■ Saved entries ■
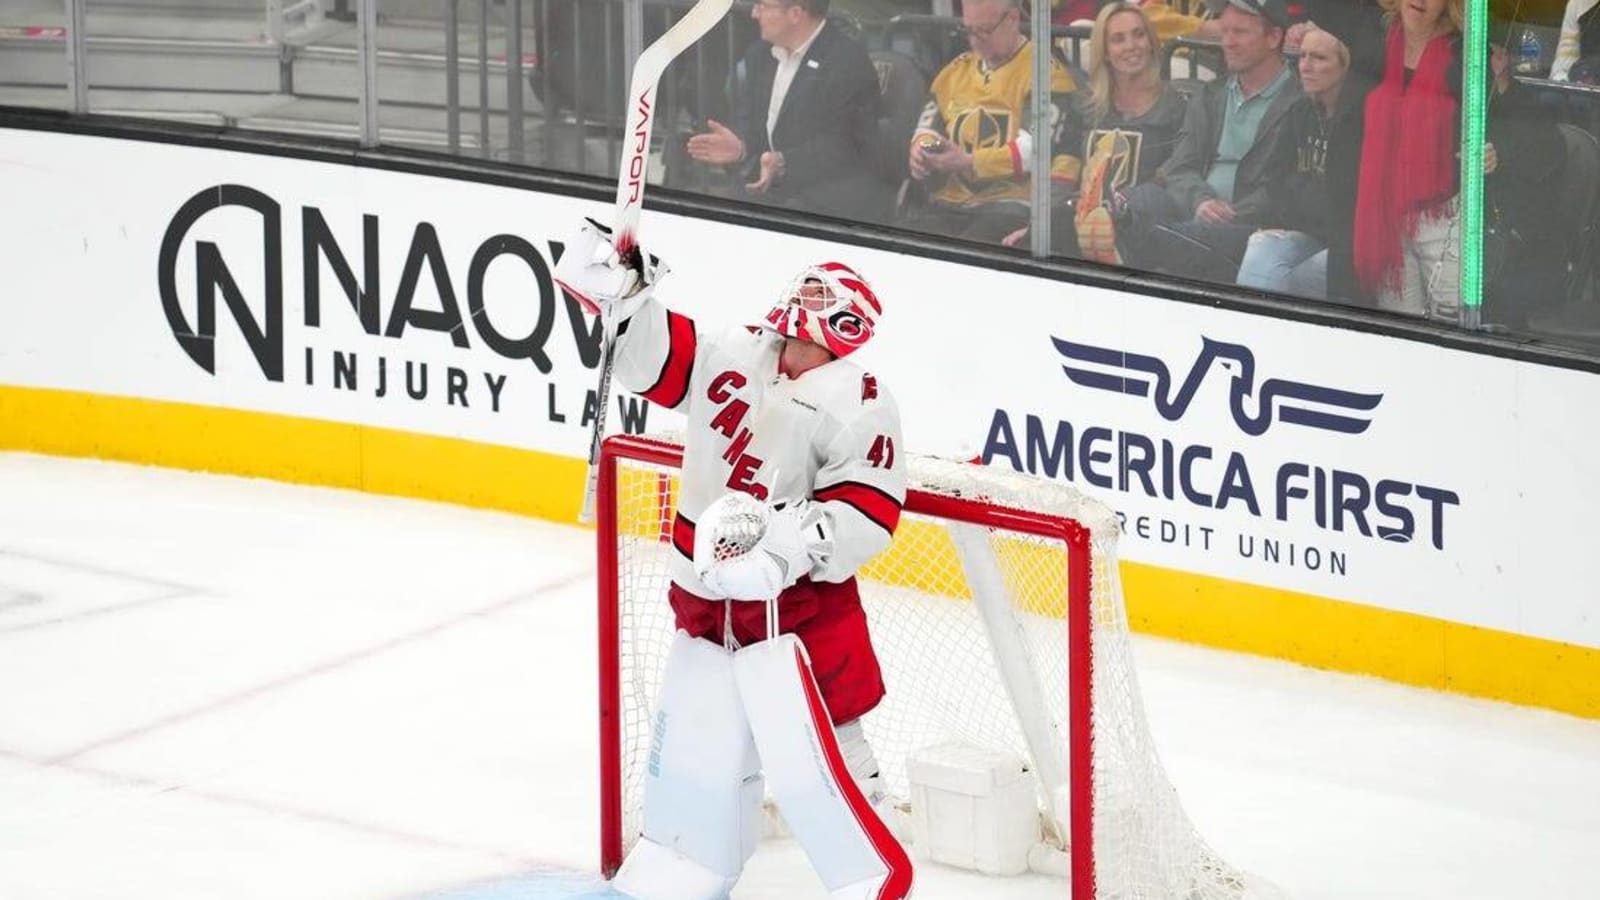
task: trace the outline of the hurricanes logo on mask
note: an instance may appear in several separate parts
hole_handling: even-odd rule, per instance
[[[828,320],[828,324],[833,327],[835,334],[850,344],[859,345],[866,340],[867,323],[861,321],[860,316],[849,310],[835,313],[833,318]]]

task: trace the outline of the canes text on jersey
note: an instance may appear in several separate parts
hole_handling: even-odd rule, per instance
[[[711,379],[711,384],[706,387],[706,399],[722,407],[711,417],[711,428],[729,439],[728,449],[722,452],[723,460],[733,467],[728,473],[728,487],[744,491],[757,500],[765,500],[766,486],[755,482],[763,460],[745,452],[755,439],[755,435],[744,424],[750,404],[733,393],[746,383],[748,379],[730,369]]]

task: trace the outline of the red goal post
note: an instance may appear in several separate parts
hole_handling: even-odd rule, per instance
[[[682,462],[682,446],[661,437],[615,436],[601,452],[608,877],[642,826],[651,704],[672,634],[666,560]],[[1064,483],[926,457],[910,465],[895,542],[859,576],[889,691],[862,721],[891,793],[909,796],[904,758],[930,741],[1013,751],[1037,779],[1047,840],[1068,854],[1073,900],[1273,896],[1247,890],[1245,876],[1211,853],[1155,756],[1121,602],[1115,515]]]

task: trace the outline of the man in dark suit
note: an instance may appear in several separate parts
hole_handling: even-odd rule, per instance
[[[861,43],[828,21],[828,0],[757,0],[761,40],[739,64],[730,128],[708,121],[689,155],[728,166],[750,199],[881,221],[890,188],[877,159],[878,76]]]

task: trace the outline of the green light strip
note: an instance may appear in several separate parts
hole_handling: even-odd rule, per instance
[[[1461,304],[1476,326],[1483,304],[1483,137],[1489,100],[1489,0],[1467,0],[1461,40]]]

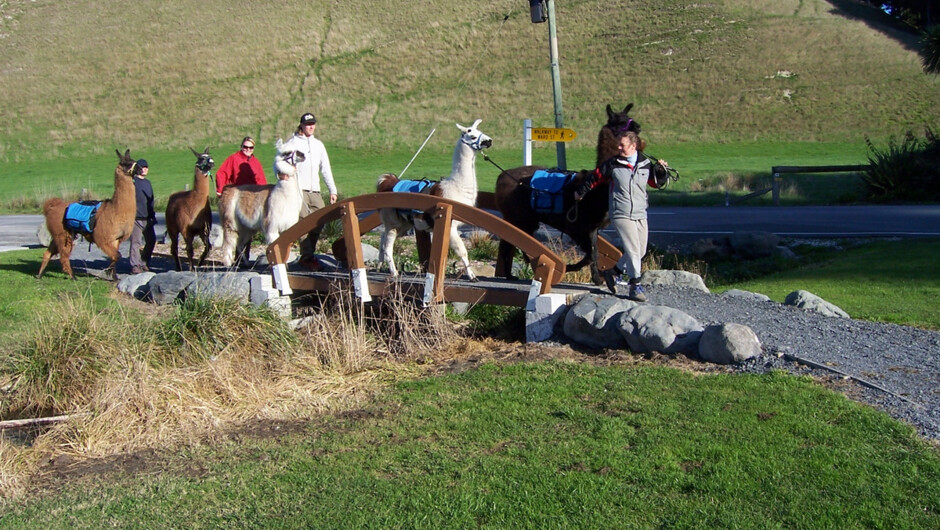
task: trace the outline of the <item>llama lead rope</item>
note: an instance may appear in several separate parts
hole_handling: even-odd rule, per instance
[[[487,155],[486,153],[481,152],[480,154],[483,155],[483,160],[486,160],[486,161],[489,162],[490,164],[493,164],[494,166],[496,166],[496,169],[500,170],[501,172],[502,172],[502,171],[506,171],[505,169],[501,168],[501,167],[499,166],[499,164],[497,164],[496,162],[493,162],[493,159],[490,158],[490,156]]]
...
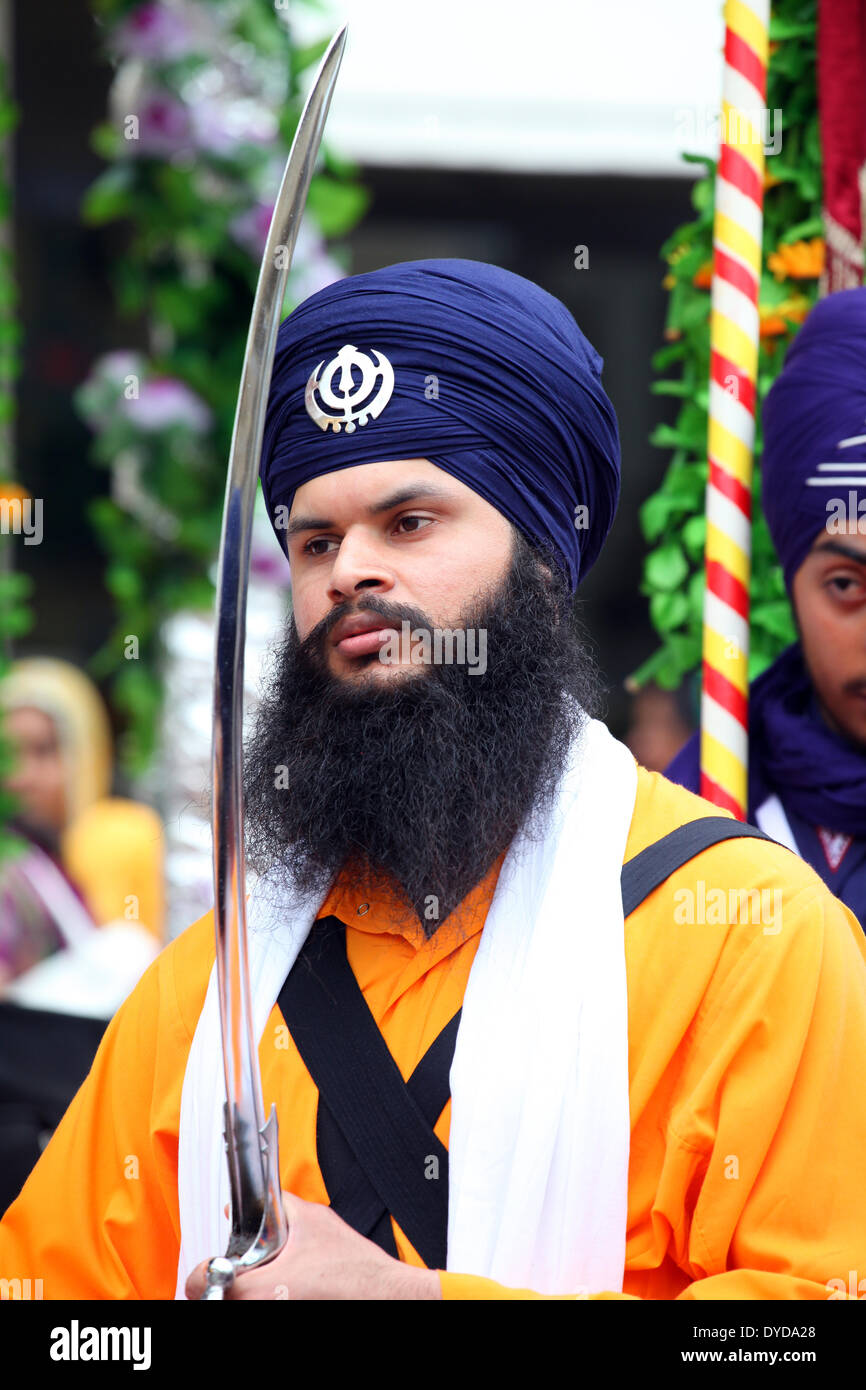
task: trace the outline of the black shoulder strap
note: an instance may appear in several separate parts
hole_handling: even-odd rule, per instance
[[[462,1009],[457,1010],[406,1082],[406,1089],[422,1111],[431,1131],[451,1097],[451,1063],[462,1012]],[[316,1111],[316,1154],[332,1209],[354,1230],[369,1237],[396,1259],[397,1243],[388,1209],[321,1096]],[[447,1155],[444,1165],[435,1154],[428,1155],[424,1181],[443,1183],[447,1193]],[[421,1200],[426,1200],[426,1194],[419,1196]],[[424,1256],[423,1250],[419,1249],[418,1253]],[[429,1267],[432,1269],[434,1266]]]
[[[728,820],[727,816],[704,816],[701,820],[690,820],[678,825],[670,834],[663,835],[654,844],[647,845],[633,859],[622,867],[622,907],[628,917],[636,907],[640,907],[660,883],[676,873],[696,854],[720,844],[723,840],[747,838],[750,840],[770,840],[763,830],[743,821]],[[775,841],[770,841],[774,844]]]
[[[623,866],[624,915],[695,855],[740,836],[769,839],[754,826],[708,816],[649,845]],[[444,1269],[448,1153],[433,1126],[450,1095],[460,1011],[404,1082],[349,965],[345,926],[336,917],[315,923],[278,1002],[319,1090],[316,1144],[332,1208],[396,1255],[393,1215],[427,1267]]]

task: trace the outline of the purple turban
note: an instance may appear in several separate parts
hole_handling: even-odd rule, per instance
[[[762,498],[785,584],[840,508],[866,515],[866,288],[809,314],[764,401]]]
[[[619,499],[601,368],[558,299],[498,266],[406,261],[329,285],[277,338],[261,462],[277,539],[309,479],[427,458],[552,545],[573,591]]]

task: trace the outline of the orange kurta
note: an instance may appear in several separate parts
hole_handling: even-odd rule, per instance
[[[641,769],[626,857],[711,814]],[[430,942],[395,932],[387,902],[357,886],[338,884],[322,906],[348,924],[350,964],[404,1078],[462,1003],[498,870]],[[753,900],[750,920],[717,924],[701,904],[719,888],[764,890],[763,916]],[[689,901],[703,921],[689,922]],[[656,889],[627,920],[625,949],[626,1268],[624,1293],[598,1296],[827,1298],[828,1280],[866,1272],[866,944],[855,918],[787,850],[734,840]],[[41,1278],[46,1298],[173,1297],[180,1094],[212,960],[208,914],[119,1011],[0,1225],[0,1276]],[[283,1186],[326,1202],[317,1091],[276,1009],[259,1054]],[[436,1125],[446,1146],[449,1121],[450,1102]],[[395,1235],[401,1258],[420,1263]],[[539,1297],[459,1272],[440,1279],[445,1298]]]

■ Your task ■
Quote the data above from the line containing "task: trace the outline of the hurricanes" to the line containing "task: trace the outline of the red goal post", inclusive, and stop.

■ Task solution ■
task: trace the outline of the hurricanes logo on mask
note: an instance may appear in several separate parts
hole_handling: even-odd rule, per instance
[[[828,320],[828,324],[833,327],[835,334],[850,344],[859,345],[866,340],[867,323],[861,321],[860,316],[849,310],[835,313],[833,318]]]

task: trace the outline of the canes text on jersey
note: an instance may appear in several separate parts
hole_handling: even-odd rule, per instance
[[[711,379],[711,384],[706,387],[706,399],[722,407],[711,417],[711,428],[729,439],[728,449],[722,452],[723,460],[733,467],[728,473],[728,487],[744,491],[757,500],[765,500],[766,486],[755,482],[763,460],[745,452],[755,439],[755,435],[744,424],[750,404],[733,393],[746,383],[748,379],[730,369]]]

task: trace the outline of the red goal post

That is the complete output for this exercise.